[Dataset entries]
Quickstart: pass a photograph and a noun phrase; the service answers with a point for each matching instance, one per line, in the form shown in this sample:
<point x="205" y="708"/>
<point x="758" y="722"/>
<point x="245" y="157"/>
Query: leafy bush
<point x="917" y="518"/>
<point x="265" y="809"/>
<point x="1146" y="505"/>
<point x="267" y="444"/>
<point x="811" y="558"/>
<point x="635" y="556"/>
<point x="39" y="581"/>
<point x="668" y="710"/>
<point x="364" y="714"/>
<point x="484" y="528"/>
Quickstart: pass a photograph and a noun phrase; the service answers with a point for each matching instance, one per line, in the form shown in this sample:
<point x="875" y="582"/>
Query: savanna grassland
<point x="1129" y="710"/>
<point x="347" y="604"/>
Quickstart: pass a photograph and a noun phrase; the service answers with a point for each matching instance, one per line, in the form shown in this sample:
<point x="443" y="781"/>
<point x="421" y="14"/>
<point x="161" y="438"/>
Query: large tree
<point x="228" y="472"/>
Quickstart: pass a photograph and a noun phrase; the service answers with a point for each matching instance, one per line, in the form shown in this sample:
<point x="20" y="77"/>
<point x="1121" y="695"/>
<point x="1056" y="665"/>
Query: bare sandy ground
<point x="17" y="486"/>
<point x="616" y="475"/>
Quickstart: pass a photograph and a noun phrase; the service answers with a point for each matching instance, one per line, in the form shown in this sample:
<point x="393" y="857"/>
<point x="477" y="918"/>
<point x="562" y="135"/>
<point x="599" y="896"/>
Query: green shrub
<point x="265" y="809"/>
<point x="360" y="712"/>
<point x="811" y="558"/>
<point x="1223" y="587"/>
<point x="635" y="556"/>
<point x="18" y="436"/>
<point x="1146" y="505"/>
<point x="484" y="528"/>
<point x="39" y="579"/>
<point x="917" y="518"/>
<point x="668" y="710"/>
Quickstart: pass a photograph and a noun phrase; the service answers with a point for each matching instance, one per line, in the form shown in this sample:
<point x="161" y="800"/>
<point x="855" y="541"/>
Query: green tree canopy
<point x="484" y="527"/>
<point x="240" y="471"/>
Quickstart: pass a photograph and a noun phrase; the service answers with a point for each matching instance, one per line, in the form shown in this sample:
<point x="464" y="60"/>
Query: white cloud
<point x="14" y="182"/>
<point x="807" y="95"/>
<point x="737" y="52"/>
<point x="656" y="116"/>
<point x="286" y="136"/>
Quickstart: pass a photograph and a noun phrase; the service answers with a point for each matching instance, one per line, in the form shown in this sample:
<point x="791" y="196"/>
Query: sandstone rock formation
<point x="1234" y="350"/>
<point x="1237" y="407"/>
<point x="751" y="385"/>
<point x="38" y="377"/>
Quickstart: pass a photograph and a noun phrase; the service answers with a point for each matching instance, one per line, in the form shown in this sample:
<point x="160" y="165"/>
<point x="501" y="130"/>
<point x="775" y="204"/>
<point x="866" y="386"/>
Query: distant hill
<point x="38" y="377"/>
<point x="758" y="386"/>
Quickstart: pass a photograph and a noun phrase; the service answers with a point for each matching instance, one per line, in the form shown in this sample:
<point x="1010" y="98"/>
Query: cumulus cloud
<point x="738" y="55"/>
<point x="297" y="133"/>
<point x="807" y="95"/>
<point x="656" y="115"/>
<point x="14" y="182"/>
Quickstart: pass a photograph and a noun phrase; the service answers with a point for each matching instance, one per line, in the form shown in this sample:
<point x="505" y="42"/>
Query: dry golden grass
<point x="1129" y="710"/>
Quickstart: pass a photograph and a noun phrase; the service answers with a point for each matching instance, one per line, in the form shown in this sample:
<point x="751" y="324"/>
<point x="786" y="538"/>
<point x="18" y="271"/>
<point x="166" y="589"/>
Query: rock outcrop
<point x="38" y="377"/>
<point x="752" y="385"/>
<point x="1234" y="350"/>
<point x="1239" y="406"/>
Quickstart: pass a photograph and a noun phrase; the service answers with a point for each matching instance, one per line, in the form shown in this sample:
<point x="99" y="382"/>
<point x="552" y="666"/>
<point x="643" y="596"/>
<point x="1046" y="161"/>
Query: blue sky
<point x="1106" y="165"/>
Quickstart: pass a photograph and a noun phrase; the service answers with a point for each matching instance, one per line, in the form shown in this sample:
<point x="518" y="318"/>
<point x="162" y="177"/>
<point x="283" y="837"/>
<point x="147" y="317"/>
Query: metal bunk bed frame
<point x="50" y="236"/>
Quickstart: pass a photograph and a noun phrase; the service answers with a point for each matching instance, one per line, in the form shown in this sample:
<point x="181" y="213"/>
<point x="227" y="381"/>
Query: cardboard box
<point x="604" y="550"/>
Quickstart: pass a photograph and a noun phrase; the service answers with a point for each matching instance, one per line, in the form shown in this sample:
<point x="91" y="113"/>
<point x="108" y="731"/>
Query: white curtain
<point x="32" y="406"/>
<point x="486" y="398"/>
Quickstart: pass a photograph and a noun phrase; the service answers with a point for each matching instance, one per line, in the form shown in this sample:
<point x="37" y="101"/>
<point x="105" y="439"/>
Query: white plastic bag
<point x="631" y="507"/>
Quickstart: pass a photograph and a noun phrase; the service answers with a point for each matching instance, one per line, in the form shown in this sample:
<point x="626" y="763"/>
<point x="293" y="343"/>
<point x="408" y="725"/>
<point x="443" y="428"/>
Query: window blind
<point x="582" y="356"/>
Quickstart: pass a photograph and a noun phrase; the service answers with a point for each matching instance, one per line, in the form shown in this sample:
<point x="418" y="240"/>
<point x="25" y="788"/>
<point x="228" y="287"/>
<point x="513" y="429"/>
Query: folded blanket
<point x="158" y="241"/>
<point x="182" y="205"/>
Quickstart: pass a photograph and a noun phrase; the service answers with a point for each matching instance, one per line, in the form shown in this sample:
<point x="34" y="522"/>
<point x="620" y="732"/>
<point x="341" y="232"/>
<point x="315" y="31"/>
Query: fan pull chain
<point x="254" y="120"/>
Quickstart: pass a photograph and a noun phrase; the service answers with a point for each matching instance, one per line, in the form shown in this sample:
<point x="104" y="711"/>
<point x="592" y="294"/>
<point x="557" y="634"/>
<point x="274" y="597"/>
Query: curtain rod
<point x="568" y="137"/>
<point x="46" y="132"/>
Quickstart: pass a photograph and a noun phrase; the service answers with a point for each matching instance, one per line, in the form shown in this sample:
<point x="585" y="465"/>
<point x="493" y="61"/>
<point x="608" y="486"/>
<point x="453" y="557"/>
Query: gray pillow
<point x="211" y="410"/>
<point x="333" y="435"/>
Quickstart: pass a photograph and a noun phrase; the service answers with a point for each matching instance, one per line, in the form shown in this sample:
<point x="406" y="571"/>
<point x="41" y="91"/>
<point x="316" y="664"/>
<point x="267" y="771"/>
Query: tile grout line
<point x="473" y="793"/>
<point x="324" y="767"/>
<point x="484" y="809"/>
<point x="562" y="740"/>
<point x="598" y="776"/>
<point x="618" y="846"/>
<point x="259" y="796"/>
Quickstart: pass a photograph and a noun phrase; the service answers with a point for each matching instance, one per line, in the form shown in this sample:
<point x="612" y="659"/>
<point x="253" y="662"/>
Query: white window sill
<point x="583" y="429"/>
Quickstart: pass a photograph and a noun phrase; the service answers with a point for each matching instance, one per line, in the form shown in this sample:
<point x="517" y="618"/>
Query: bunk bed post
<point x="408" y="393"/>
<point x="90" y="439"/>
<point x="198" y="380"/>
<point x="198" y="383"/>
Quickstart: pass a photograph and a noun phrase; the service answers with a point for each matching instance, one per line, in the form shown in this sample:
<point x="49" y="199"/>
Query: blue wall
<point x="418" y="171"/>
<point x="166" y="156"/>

How to complete this task: Transcribe the entries above so that nothing in them differs from the original.

Output for this exercise:
Quickstart: pass a photograph and a noun phrase; the service answers with a point for each matching instance, one per line, in the form shown in this sample:
<point x="205" y="708"/>
<point x="758" y="722"/>
<point x="245" y="157"/>
Query: leafy bush
<point x="917" y="518"/>
<point x="265" y="809"/>
<point x="1146" y="505"/>
<point x="267" y="444"/>
<point x="811" y="558"/>
<point x="635" y="556"/>
<point x="39" y="581"/>
<point x="668" y="710"/>
<point x="364" y="714"/>
<point x="484" y="528"/>
Quickstart: pass a photograph and a noun phrase; the service answers with a point for each matching instance, one per line, in the form shown in this sample:
<point x="875" y="582"/>
Query: savanna grassland
<point x="1129" y="710"/>
<point x="347" y="604"/>
Quickstart: pass a photograph and a noun phrase; the service answers with a point for each matching instance, one per line, in the form shown in this sample:
<point x="443" y="781"/>
<point x="421" y="14"/>
<point x="161" y="438"/>
Query: large tree
<point x="228" y="472"/>
Quickstart: pass a photograph and a noun phrase; the service answers with a point for each matching instance, one per line, in the form shown in this sample:
<point x="20" y="77"/>
<point x="1121" y="695"/>
<point x="1056" y="665"/>
Query: bare sandy ground
<point x="17" y="486"/>
<point x="616" y="475"/>
Quickstart: pass a photograph and a noun phrase; the service answers with a point for each matching instance, one per line, in the form shown in this sample:
<point x="393" y="857"/>
<point x="477" y="918"/>
<point x="562" y="135"/>
<point x="599" y="896"/>
Query: green shrub
<point x="265" y="809"/>
<point x="360" y="712"/>
<point x="811" y="558"/>
<point x="1223" y="587"/>
<point x="635" y="556"/>
<point x="18" y="436"/>
<point x="1146" y="505"/>
<point x="484" y="528"/>
<point x="39" y="579"/>
<point x="917" y="518"/>
<point x="668" y="710"/>
Quickstart: pass a photograph and a noun phrase; the service answers with a point for each matching instance, one per line, in the form shown in this sample:
<point x="161" y="800"/>
<point x="855" y="541"/>
Query: green tree canopy
<point x="484" y="527"/>
<point x="240" y="471"/>
Quickstart: pass a photograph and a noun phrase; the service answers with a point for each matching instance, one per line, in the form shown in this sample:
<point x="464" y="60"/>
Query: white cloud
<point x="14" y="182"/>
<point x="807" y="95"/>
<point x="737" y="52"/>
<point x="656" y="116"/>
<point x="286" y="136"/>
Quickstart: pass a photograph and a noun phrase; the service answers with a point for each matching instance, one per line, in the form shown in this sample:
<point x="791" y="196"/>
Query: sandstone rock formation
<point x="1234" y="350"/>
<point x="1237" y="407"/>
<point x="751" y="385"/>
<point x="38" y="377"/>
Quickstart: pass a photograph and a noun phrase; the service answers with a point for each matching instance, one per line, in the form shown in this sample:
<point x="160" y="165"/>
<point x="501" y="130"/>
<point x="775" y="204"/>
<point x="866" y="386"/>
Query: distant hill
<point x="38" y="377"/>
<point x="758" y="386"/>
Quickstart: pass a photograph and a noun phrase; the service answers with a point for each matching instance, one per line, in the form shown in this sample:
<point x="1010" y="98"/>
Query: cumulus cloud
<point x="738" y="55"/>
<point x="297" y="133"/>
<point x="807" y="95"/>
<point x="656" y="115"/>
<point x="14" y="182"/>
Quickstart: pass a photograph and a noun phrase; the service answers with a point for each matching instance, one per line, in the form shown in this sample:
<point x="505" y="42"/>
Query: dry golden grass
<point x="1129" y="710"/>
Quickstart: pass a photograph and a noun phrase; the service answers with a point for each matching instance, one per line, in the form shown in this sample:
<point x="751" y="324"/>
<point x="786" y="538"/>
<point x="18" y="271"/>
<point x="166" y="589"/>
Query: rock outcrop
<point x="38" y="377"/>
<point x="752" y="385"/>
<point x="1234" y="350"/>
<point x="1239" y="406"/>
Quickstart: pass a photograph and a noun phrase; the service answers with a point for each matching instance, one per line, in the form shown in this sample:
<point x="99" y="382"/>
<point x="552" y="666"/>
<point x="643" y="596"/>
<point x="1046" y="161"/>
Query: blue sky
<point x="1106" y="165"/>
Quickstart: pass a photograph and a noun phrase; the service answers with a point for each matching instance, one per line, in the form shown in this sample:
<point x="518" y="318"/>
<point x="162" y="177"/>
<point x="283" y="837"/>
<point x="147" y="317"/>
Query: metal bunk bed frame
<point x="50" y="236"/>
Quickstart: pass a photograph and a noun phrase; the service answers with a point for each matching instance, one per line, in the form shown in this sample:
<point x="181" y="213"/>
<point x="227" y="381"/>
Query: cardboard box
<point x="604" y="550"/>
Quickstart: pass a photograph and a noun phrase; the service answers with a point for each matching instance, one per line, in the form shown in this sample:
<point x="91" y="113"/>
<point x="108" y="731"/>
Query: white curtain
<point x="32" y="406"/>
<point x="486" y="398"/>
Quickstart: pass a photograph and a noun phrase; the service answers with a point for each matching instance, one per line, in the form shown in this sample:
<point x="37" y="101"/>
<point x="105" y="439"/>
Query: white plastic bag
<point x="631" y="507"/>
Quickstart: pass a photograph and a noun phrase; the service answers with a point for each matching instance, one per line, in the form shown in this sample:
<point x="626" y="763"/>
<point x="293" y="343"/>
<point x="408" y="725"/>
<point x="443" y="428"/>
Query: window blind
<point x="582" y="356"/>
Quickstart: pass a photograph and a noun phrase; the service answers with a point for each matching instance, one per line, in the form shown in this sample:
<point x="418" y="240"/>
<point x="25" y="788"/>
<point x="228" y="287"/>
<point x="513" y="429"/>
Query: folded blanket
<point x="158" y="241"/>
<point x="182" y="205"/>
Quickstart: pass a photograph and a noun phrase; the service answers with a point for each matching instance, one per line, in the form shown in this sample:
<point x="34" y="522"/>
<point x="620" y="732"/>
<point x="341" y="232"/>
<point x="315" y="31"/>
Query: fan pull chain
<point x="254" y="120"/>
Quickstart: pass a photograph and a noun phrase; the service answers with a point for each matching instance, one per line, in the form shown in this sample:
<point x="104" y="711"/>
<point x="592" y="294"/>
<point x="557" y="634"/>
<point x="274" y="597"/>
Query: curtain rod
<point x="568" y="137"/>
<point x="46" y="132"/>
Quickstart: pass a photograph and a noun phrase; the service answers with a point for each matching instance, one per line, in the form shown in this sample:
<point x="585" y="465"/>
<point x="493" y="61"/>
<point x="608" y="486"/>
<point x="453" y="557"/>
Query: gray pillow
<point x="211" y="410"/>
<point x="333" y="435"/>
Quickstart: pass a photograph and a noun phrase; the service answers with a point for each matching instance, one per line, in the form shown in this sample:
<point x="406" y="571"/>
<point x="41" y="91"/>
<point x="316" y="664"/>
<point x="267" y="771"/>
Query: tile grout line
<point x="473" y="793"/>
<point x="324" y="767"/>
<point x="484" y="809"/>
<point x="562" y="740"/>
<point x="598" y="776"/>
<point x="618" y="846"/>
<point x="259" y="796"/>
Quickstart: pass a photograph and a noun phrase; the service answers with a point for each matching instance, one per line, in the form shown in this sample:
<point x="612" y="659"/>
<point x="253" y="662"/>
Query: white window sill
<point x="583" y="429"/>
Quickstart: pass a photograph and a noun phrase; the service answers with a point for each matching instance, one per line, in the form shown in this sample:
<point x="517" y="618"/>
Query: bunk bed post
<point x="408" y="393"/>
<point x="90" y="439"/>
<point x="198" y="380"/>
<point x="198" y="383"/>
Quickstart: pass a photograph and a noun phrase; the service answers with a point for each matching instance, one per line, in the form shown in this sample:
<point x="49" y="199"/>
Query: blue wall
<point x="418" y="171"/>
<point x="166" y="156"/>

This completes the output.